───── SELECTION ─────

EP0534523A1

EP0534523A1 - Method for weaving and device for driving weaving frames applied for this purpose

Info

Publication number: EP0534523A1
Application number: EP92202755A
Authority: EP
Inventors: Daniel Beyaert; Ignace Meyns; Henry Shaw
Original assignee: Picanol NV
Current assignee: Picanol NV
Priority date: 1991-09-23
Filing date: 1992-09-10
Publication date: 1993-03-31
Also published as: BE1005399A3; US5273079A

Abstract

Method for weaving, more especially whereby use is made of a set of weaving frames (6A-6D) of which in each weaving cycle a number of weaving frames are held in a same extreme position, while all remaining weaving frames are moved, and whereby different tensions are provided for the top and bottom warp threads (2A-2D) at the moment of the beating up, characterized in that a weaving shed (9) is formed whereby at the moment of crossing of the weaving frames changing position the length of the course followed by the crossing warp threads is equal or almost equal to the length of the course followed by the warp threads held in extreme position.

───── GIVEN RECORDS ─────

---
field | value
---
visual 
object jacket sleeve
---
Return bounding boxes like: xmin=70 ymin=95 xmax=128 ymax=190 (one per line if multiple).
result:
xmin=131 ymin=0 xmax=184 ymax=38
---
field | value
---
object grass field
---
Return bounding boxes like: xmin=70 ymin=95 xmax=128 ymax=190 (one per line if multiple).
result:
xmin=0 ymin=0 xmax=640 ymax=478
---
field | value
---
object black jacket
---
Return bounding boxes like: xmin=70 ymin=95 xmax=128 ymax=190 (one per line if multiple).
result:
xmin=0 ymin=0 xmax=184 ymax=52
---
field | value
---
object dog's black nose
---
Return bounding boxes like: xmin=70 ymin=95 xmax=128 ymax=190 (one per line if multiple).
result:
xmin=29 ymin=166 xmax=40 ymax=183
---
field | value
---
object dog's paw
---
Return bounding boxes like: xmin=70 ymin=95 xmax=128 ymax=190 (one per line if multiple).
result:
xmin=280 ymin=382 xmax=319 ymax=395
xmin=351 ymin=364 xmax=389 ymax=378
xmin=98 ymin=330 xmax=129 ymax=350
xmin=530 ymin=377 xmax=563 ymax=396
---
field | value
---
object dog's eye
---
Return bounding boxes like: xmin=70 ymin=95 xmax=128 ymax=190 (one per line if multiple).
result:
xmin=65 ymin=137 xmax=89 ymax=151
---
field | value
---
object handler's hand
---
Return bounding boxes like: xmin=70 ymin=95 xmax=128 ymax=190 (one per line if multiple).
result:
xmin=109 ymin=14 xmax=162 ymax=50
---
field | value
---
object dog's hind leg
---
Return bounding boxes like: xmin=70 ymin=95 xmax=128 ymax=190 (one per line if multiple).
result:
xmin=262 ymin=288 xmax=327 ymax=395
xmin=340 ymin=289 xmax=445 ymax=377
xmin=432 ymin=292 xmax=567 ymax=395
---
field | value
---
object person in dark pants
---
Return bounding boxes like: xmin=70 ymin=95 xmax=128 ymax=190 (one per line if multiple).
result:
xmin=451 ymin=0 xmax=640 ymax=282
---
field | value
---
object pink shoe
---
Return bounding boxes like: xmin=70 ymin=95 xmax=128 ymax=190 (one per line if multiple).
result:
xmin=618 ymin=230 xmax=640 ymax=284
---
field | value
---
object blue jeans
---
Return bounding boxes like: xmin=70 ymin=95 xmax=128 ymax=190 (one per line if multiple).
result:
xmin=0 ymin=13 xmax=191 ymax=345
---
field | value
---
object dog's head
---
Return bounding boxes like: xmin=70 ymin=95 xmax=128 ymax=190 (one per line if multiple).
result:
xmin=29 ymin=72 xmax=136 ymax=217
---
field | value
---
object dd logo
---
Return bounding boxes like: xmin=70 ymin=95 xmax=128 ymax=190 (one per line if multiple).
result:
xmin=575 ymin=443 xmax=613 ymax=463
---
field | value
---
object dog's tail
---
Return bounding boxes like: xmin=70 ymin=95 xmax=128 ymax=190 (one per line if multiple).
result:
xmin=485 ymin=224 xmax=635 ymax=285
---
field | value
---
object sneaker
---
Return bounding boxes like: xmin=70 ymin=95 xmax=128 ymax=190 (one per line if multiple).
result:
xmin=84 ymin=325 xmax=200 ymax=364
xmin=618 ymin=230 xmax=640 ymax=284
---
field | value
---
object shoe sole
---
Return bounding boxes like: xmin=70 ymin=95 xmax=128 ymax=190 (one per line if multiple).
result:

─────

## [PROBLEM TO SOLVE]
Write the next part of the patent page on the weaving method and weaving-frame drive, starting after its final sentence.

## [OUTPUT FOR THIS TASK]
Description

This invention relates to a method for weaving, as well as to a device for driving weaving frames during the implementation of the aforementioned method.
The invention more especially relates to a method of the type whereby in each weaving cycle a number of weaving frames are held in a same extreme position, while all remaining weaving frames are moved.
Of the fabrics which are produced in this manner denim is the most applied, namely for the weaving of so-called blue jeans whereby blue warp threads are utilized and white weft threads are woven in. A so-called three/one weave is hereby formed. This means that weaving is performed with one or more sets of four weaving frames, whereby with each shed change of each set two weaving frames remain above, one weaving frame moves upward from below and meanwhile one weaving frame moves downward from above. With a completely open shed always three weaving frames are hereby in their highest position, while the fourth weaving frame is in its lowest position.
In order to obtain a good quality, or blue color in the case of blue jeans, it is known that at the moment of the beating up the tension in the bottom warp threads should be greater than in the top warp threads.
In order to achieve that the tension in the bottom warp threads is greater than the tension in the top warp threads it is known to bring the guide at the start of the weaving shed up out of its normal position, either the back rest or guide especially provided for this purpose, so that the top warp threads between the start and the end of the weaving shed have to travel a shorter course than the bottom warp threads.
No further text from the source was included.